_Task brief_. Quote the records below word for word, please, from the very first line through the one that contains "522 247 L 468", and nothing beyond it.

Extracted records section start

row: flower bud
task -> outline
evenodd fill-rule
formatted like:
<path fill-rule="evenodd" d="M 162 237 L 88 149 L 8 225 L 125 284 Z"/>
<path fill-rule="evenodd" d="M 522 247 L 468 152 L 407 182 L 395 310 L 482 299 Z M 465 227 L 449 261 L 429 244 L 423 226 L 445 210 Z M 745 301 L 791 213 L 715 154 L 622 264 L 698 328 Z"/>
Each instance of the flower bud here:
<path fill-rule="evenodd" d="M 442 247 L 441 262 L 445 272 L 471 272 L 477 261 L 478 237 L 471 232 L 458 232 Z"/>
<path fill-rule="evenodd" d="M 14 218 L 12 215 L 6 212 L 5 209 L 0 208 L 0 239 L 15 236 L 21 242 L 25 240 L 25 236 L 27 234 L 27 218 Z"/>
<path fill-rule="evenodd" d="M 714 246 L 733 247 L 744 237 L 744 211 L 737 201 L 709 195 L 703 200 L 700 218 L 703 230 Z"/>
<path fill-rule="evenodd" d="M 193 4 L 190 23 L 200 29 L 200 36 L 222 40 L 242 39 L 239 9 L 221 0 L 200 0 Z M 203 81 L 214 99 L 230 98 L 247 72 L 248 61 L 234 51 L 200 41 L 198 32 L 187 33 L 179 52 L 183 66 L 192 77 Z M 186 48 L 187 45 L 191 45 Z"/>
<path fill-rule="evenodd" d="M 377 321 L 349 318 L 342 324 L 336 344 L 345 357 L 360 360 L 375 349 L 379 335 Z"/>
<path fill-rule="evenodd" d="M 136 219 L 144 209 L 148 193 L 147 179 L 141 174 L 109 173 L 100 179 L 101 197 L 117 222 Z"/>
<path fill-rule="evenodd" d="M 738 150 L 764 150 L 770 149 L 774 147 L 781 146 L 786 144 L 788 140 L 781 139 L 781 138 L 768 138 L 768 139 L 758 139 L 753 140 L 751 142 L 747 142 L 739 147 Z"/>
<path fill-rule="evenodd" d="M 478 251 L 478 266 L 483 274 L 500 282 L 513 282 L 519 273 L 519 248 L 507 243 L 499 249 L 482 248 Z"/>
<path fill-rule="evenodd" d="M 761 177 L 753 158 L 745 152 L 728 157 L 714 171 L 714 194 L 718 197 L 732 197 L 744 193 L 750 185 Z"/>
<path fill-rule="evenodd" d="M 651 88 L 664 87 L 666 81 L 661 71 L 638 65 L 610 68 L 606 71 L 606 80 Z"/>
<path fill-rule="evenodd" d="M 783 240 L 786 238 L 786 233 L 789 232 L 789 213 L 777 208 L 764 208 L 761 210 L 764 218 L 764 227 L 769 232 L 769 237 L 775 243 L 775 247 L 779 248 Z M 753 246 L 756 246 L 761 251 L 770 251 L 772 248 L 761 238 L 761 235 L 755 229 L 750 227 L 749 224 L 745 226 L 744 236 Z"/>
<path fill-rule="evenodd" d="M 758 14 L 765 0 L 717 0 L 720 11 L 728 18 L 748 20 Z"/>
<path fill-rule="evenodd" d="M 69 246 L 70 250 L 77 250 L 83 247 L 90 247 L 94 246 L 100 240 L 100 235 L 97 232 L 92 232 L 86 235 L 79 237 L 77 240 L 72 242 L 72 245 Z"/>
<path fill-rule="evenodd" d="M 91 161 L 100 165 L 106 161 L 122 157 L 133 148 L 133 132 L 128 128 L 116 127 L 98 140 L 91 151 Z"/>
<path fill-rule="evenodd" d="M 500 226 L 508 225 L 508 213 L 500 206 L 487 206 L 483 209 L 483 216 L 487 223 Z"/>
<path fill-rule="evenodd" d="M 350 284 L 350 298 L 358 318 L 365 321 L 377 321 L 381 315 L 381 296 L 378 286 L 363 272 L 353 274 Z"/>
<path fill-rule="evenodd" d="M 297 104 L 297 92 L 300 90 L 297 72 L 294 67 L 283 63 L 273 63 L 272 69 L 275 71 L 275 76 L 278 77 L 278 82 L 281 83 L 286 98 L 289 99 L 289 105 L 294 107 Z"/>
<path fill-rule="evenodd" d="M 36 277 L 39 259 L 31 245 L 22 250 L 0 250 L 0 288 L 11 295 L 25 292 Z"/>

Extracted records section end

_Written solution_.
row: flower bud
task -> outline
evenodd fill-rule
formatted like:
<path fill-rule="evenodd" d="M 162 237 L 88 149 L 8 225 L 125 284 Z"/>
<path fill-rule="evenodd" d="M 522 247 L 468 152 L 407 182 L 395 310 L 482 299 Z M 465 227 L 449 261 L 429 244 L 423 226 L 445 210 Z M 745 301 L 791 213 L 715 154 L 622 264 L 698 328 Z"/>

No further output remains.